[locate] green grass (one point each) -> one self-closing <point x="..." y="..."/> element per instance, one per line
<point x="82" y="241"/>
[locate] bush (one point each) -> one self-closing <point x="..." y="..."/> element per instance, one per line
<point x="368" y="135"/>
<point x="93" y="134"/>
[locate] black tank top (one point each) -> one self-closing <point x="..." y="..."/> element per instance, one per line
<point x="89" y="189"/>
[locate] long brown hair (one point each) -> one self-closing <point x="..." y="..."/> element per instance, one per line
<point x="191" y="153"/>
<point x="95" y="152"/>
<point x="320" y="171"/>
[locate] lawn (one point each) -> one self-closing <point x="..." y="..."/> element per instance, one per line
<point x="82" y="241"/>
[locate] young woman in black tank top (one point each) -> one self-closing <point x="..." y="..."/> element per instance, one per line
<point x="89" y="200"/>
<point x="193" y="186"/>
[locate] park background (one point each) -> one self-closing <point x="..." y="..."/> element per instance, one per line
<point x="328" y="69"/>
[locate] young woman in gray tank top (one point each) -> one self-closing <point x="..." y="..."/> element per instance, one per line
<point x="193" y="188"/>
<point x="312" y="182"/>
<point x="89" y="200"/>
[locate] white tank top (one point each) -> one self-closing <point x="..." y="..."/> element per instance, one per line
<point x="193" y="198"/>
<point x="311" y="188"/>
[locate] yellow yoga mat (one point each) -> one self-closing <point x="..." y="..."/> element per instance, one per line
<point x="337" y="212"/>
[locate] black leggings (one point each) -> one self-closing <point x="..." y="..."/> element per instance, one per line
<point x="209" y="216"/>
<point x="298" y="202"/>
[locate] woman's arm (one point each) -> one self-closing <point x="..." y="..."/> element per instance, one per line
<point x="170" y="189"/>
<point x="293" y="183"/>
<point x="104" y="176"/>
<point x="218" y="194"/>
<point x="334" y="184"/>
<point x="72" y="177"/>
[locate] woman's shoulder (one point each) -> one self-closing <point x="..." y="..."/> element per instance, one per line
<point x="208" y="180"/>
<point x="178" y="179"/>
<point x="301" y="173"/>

* * *

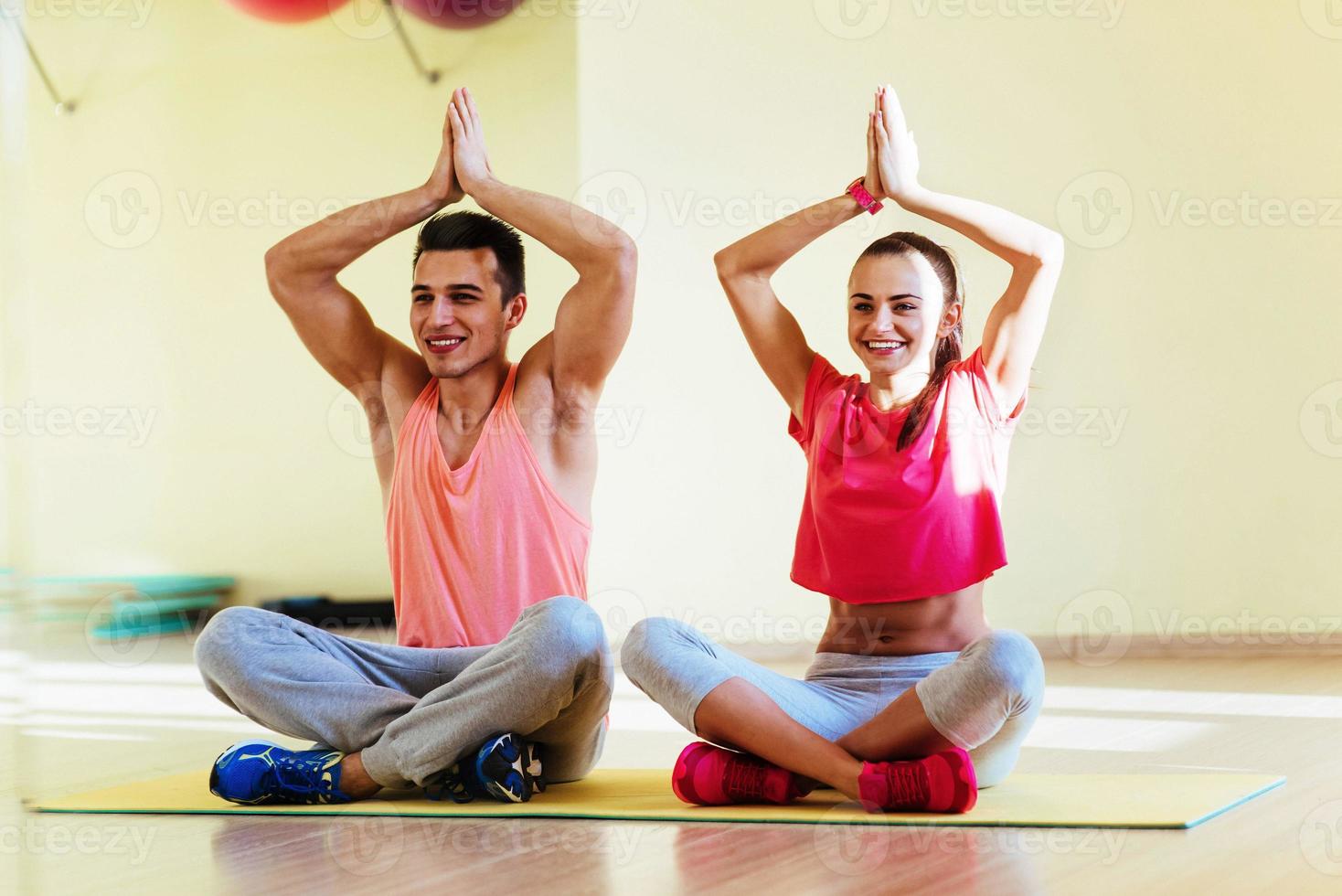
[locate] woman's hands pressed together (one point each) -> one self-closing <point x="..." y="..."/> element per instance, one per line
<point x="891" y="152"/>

• WORK INSTRUCTIONS: Pick out every line in the items above that contains the word "woman" and copy each one.

• THE RESULT:
[locate] young woman in black tank top (one point each) -> one self-closing <point x="..." y="..."/> element per instance, one per line
[locate] young woman in gray tank top (one point each) -> one self-closing <point x="..." y="..."/> element per instance, one per line
[locate] woman's arm (one point each) -> one self-closing <point x="..." y="..."/> element per instance, one per line
[locate] woman's shoulder (one point each) -> one self-closing <point x="..." y="..."/> element per instance, one per line
[locate] woman's hands pressed together (one point each) -> one self-closing <point x="..." y="..."/> element per instance, one per line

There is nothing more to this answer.